Consigne écrite A: Imprimez à l'identique le passage de l'article sur Nikel compris entre « La saison dernière, il » et « de Yaron Deutsch. », bornes incluses.

Extrait du texte:
+===+
Un Janus nommé Nikel

Interviews 08.09.2022

Qui a rencontré une fois dans sa vie le guitariste Yaron Deutsch ne l’oublie pas. Voilà un musicien que la passion dévore, et que le feu de la découverte anime !
La saison dernière, il a frappé aux portes de Radio France, en proposant de créer trois pièces pour le programme de France Musique “Création Mondiale”. Ces trois pièces sont à l’image du répertoire de Nikel : ce sont trois mondes, aux antipodes l’un de l’autre. Peu de points commun en effet entre la musique de l’Autrichien Klaus Lang, du Français Sylvain Marty, et de l’Américain Matthew Shlomowitz, associé à l’Irlandaise Jennifer Walshe dans une création à quatre mains. Nikel aime jouer les grands écarts, ou disons “une forme d’éclectisme contrôlé”, pour reprendre les mots de Yaron Deutsch. 
Nikel a aussi une double identité sonore, qui lui vient de ses couleurs instrumentales : guitare électrique, piano ou/et claviers, saxophone, batterie ou/et percussion. 
C’est là que “Janus” entre en scène. L’identité de Nikel est bel et bien double : derrière le groupe de rock se cache l’ensemble de musique contemporaine, à moins que ce ne soit l’inverse…
Mouvement après mouvement, entrons dans les vies multiples de Nikel !

Ouverture : points de vue de compositeurs, avec Jennifer Walshe et Sylvain Marty.
+===+
Consigne écrite B: Produisez sans modification les lignes du listing, depuis son début jusqu'à la ligne contenant « point(238, 25) », bornes incluses.

(Listing de pointage d'objets nommés)
+===+
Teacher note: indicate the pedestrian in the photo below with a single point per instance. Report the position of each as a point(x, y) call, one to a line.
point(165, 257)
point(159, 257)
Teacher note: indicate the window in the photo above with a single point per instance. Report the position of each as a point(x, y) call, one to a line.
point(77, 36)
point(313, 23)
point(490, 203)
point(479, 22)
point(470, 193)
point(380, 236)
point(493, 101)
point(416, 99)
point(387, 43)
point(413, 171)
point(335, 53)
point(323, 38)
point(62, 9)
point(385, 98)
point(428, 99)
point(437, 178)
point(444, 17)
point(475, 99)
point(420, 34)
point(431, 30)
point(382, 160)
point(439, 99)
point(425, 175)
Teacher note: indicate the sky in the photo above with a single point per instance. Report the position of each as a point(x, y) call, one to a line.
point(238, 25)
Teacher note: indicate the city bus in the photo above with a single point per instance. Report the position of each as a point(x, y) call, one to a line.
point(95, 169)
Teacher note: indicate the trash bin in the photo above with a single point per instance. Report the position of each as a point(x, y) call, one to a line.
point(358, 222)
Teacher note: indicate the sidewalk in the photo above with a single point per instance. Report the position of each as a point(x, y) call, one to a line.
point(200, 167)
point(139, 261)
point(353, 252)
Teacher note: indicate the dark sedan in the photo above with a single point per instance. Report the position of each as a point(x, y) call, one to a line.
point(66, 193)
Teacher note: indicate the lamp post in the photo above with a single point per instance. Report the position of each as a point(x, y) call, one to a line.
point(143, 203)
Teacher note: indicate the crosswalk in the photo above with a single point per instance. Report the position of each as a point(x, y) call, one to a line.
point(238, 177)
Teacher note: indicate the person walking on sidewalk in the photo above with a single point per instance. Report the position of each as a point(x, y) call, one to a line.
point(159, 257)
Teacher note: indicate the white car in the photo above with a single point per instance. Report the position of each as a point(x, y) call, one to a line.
+===+
Réponse écrite A:
La saison dernière, il a frappé aux portes de Radio France, en proposant de créer trois pièces pour le programme de France Musique “Création Mondiale”. Ces trois pièces sont à l’image du répertoire de Nikel : ce sont trois mondes, aux antipodes l’un de l’autre. Peu de points commun en effet entre la musique de l’Autrichien Klaus Lang, du Français Sylvain Marty, et de l’Américain Matthew Shlomowitz, associé à l’Irlandaise Jennifer Walshe dans une création à quatre mains. Nikel aime jouer les grands écarts, ou disons “une forme d’éclectisme contrôlé”, pour reprendre les mots de Yaron Deutsch.

Réponse écrite B:
Teacher note: indicate the pedestrian in the photo below with a single point per instance. Report the position of each as a point(x, y) call, one to a line.
point(165, 257)
point(159, 257)
Teacher note: indicate the window in the photo above with a single point per instance. Report the position of each as a point(x, y) call, one to a line.
point(77, 36)
point(313, 23)
point(490, 203)
point(479, 22)
point(470, 193)
point(380, 236)
point(493, 101)
point(416, 99)
point(387, 43)
point(413, 171)
point(335, 53)
point(323, 38)
point(62, 9)
point(385, 98)
point(428, 99)
point(437, 178)
point(444, 17)
point(475, 99)
point(420, 34)
point(431, 30)
point(382, 160)
point(439, 99)
point(425, 175)
Teacher note: indicate the sky in the photo above with a single point per instance. Report the position of each as a point(x, y) call, one to a line.
point(238, 25)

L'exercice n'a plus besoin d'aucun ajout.